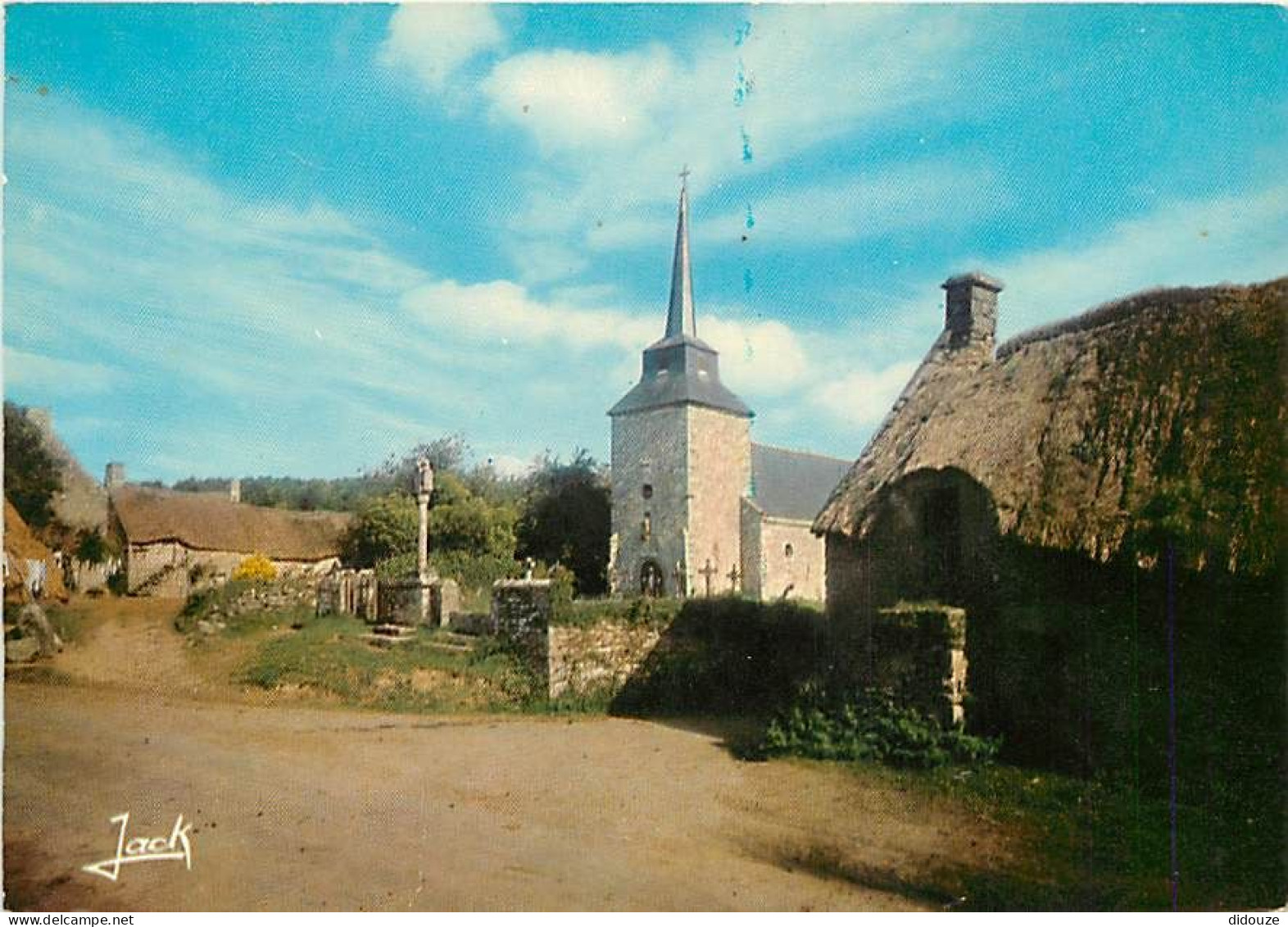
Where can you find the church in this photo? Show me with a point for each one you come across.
(698, 508)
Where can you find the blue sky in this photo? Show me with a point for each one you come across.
(292, 240)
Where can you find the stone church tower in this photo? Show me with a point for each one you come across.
(682, 459)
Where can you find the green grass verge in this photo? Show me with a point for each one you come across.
(1092, 845)
(331, 657)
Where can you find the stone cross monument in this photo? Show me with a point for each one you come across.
(424, 488)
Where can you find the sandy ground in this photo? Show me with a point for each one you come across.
(302, 807)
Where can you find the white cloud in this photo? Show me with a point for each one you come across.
(860, 398)
(295, 338)
(1234, 239)
(45, 373)
(434, 40)
(612, 126)
(878, 202)
(761, 359)
(574, 101)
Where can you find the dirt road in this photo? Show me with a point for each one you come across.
(328, 809)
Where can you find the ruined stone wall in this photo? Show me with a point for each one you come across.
(792, 561)
(719, 463)
(598, 659)
(918, 652)
(650, 449)
(520, 614)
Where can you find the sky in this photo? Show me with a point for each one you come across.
(293, 240)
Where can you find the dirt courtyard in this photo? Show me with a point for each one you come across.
(302, 807)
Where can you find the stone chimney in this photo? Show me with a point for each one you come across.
(970, 315)
(115, 476)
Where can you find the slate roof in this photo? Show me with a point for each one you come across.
(209, 521)
(792, 484)
(680, 370)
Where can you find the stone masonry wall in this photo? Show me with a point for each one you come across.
(799, 574)
(596, 659)
(719, 461)
(520, 614)
(650, 449)
(918, 652)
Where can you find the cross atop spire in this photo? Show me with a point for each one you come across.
(679, 317)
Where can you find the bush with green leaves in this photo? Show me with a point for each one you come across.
(869, 726)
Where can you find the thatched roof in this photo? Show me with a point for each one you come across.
(209, 521)
(20, 546)
(1168, 407)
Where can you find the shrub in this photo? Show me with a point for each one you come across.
(869, 726)
(256, 569)
(729, 655)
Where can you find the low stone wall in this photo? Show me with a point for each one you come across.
(567, 661)
(348, 592)
(918, 652)
(596, 659)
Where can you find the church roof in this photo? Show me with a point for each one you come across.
(680, 369)
(792, 484)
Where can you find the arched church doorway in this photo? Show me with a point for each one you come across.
(651, 578)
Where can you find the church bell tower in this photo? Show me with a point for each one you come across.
(680, 458)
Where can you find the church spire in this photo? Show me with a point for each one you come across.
(679, 317)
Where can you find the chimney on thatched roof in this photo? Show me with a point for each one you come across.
(970, 312)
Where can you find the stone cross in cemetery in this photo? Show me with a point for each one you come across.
(424, 488)
(707, 573)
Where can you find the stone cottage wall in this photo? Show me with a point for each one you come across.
(918, 652)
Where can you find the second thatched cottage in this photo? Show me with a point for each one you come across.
(1069, 497)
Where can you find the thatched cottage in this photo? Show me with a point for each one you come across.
(1077, 468)
(170, 539)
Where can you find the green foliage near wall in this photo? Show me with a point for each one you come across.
(641, 611)
(729, 657)
(385, 526)
(567, 520)
(31, 475)
(868, 726)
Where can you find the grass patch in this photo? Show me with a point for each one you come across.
(1094, 845)
(331, 657)
(69, 621)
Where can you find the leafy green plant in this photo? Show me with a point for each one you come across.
(869, 726)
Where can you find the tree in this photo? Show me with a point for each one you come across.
(567, 520)
(385, 526)
(31, 474)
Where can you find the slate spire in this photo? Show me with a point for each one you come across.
(679, 317)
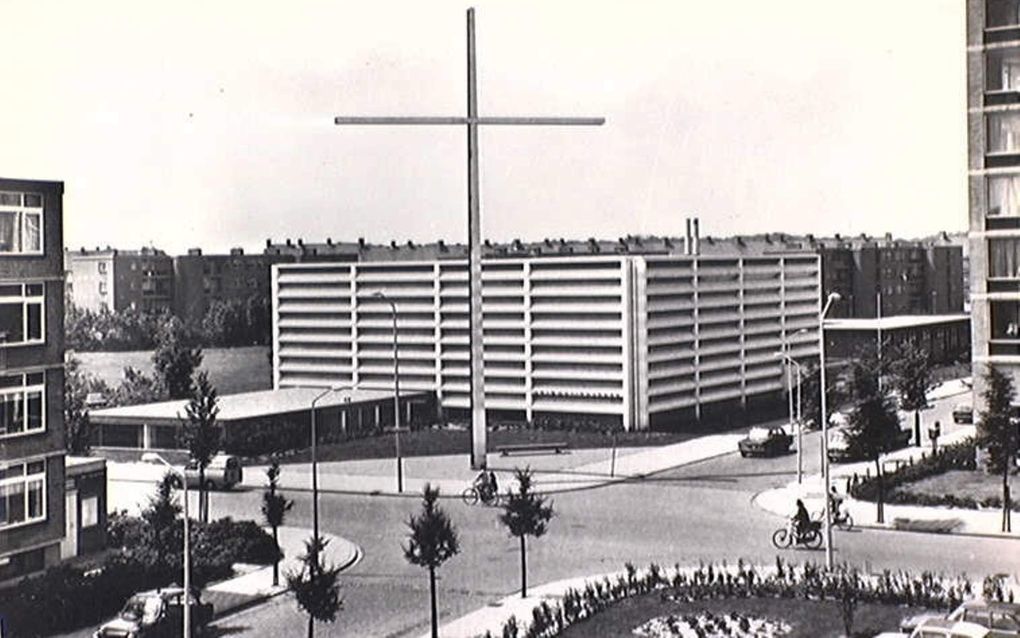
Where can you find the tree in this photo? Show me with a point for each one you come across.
(78, 385)
(316, 585)
(201, 435)
(912, 376)
(873, 426)
(274, 507)
(161, 524)
(432, 541)
(525, 513)
(998, 433)
(137, 387)
(174, 359)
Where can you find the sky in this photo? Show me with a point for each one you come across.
(209, 125)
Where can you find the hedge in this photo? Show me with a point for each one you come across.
(742, 581)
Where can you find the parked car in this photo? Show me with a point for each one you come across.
(765, 441)
(1001, 619)
(839, 449)
(156, 614)
(963, 412)
(222, 473)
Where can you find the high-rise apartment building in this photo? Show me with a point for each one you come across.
(631, 341)
(120, 280)
(993, 175)
(32, 435)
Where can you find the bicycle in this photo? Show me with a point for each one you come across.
(786, 537)
(472, 496)
(840, 519)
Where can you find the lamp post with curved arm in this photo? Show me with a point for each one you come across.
(315, 400)
(833, 297)
(396, 390)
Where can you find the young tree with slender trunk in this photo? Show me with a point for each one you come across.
(274, 507)
(316, 585)
(913, 379)
(525, 513)
(997, 432)
(201, 435)
(173, 358)
(431, 541)
(873, 427)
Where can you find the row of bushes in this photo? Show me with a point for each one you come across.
(742, 581)
(82, 595)
(958, 456)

(Problem):
Extract every line of the data exactly; pictures stay out.

(Reply):
Where can you find the church in this photo? Show me with a point for each one you come across.
(698, 508)
Where can you find the blue sky in this photo? Show me with a point for each one you come across.
(292, 240)
Where can you find the stone church tower in this photo? Show me with a point for each one you come across.
(682, 459)
Where can you find the green grass verge in this photo? Show me with a point for each one you come across.
(1092, 845)
(331, 657)
Where can you find the stone cross monument in this photo? Show me with a point for each one you come across.
(424, 488)
Where can you find the sandy ground in this photo? Show me with a point for each one you come across.
(302, 807)
Where can you find the white cloud in this photo? Show me with a point for each one you come across.
(860, 398)
(295, 338)
(1234, 239)
(45, 373)
(434, 40)
(612, 126)
(878, 202)
(761, 359)
(574, 101)
Where can you find the dirt road in this photo? Show me with a point for each one you come across.
(328, 809)
Where can you find the ruined stone wall in this photo? Show me with a point for each one you come across.
(792, 561)
(719, 463)
(598, 659)
(918, 652)
(650, 449)
(520, 614)
Where can you find the sky in this photo? Show me with a point for each one you come across.
(293, 240)
Where can you find the dirt courtyard in this photo? Show me with a point for each one you come across.
(302, 807)
Where can you find the stone chimney in this photo? Show me with a point for each one you come across.
(970, 315)
(115, 476)
Where can you find the slate roof in this photo? Show me with a point for each one you come across.
(209, 521)
(792, 484)
(680, 370)
Where can you find the stone masonry wall in this photo? Show me with a point for each one you come across.
(799, 574)
(596, 659)
(719, 461)
(520, 614)
(650, 449)
(918, 652)
Where can you find the cross atop spire in this photo? Show me with a point for each one you come across.
(679, 317)
Where can you find the bush with green leaves in this photo? Show me with a point for each one you come across.
(869, 726)
Where can you find the thatched roof in this photo? Show me with a point for each one you come across.
(209, 521)
(20, 546)
(1168, 407)
Where can you find the shrub in this photo? Show me with a point for each one you come across.
(869, 726)
(256, 569)
(729, 655)
Where can you find the low stone wall in this photo? Show me with a point for each one you come across.
(567, 661)
(348, 592)
(918, 652)
(596, 659)
Where can you find the church roof in this photo? Show me with a point for each one you come across.
(680, 369)
(792, 484)
Where can you find the arched church doorway in this photo? Show me with a point for each one you come across.
(651, 578)
Where can you find the church bell tower in this photo? Show me with a point for each one you come across.
(680, 458)
Where can you find the church spire in this photo? Show me with a point for each one you come across.
(679, 317)
Where can you find the chimney on thatched roof in this photo? Show me with a point for each one you come across.
(970, 312)
Where can you find the stone cross in cemetery in this photo? Show me with a point for each one you come across.
(424, 488)
(707, 573)
Where can you find the stone cottage wall in this photo? Show me with a point for each one you come across.
(918, 652)
Where can you find the second thatched cottage in this photo? Show me with a point for each one you come across.
(1069, 497)
Where can you find the thatched cottage in this photo? Show me with a point for each one you come across.
(1077, 468)
(170, 539)
Where can you find the green foliage near wall in this photo? Show me with a point for each one you come across.
(641, 611)
(729, 657)
(385, 526)
(567, 520)
(31, 475)
(868, 726)
Where can you find the grass patch in this photo? Show me with a point for each one you come across.
(1094, 845)
(331, 657)
(69, 621)
Where can you find the leafy green plant in this photo? Show me with a point for each one you come across.
(869, 726)
Where can you find the tree in this photo? Show me with a point for each one you come across.
(567, 520)
(385, 526)
(31, 474)
Where can you find the slate spire in this photo? Show me with a point for each one you come across.
(679, 317)
Where can you find the tree in this photo? Show me with a point for each one you come across.
(78, 385)
(316, 585)
(201, 435)
(912, 376)
(873, 426)
(274, 507)
(161, 524)
(432, 541)
(525, 513)
(998, 433)
(137, 387)
(174, 359)
Where can you find the sky in this photo? Show me with a point for each one you come across.
(209, 125)
Where can you find the hedge in this photo? Show me with a point for each one you come across.
(742, 581)
Where can you find the parked car in this photo? Show me with a point for each one you come across.
(765, 441)
(1001, 619)
(839, 449)
(156, 614)
(963, 412)
(222, 473)
Where can you find the high-rise apartment building in this photo? Show me with a point for each one you come across.
(631, 341)
(120, 280)
(993, 175)
(32, 435)
Where can you find the bicycle in this photo? Show me with a point for each one you come across.
(786, 537)
(472, 496)
(840, 519)
Where can you find the lamp post with curved arm in this photo? Show me with a point for each one you come across.
(315, 400)
(833, 297)
(396, 390)
Where can you find the young tree with slender trunk in this photo? Show me with a point for each one you come across.
(274, 507)
(316, 585)
(913, 379)
(525, 513)
(997, 432)
(201, 435)
(173, 358)
(431, 541)
(873, 427)
Where can you find the row of bushes in this photo? Show me with a point for each one you come across.
(742, 581)
(82, 595)
(958, 456)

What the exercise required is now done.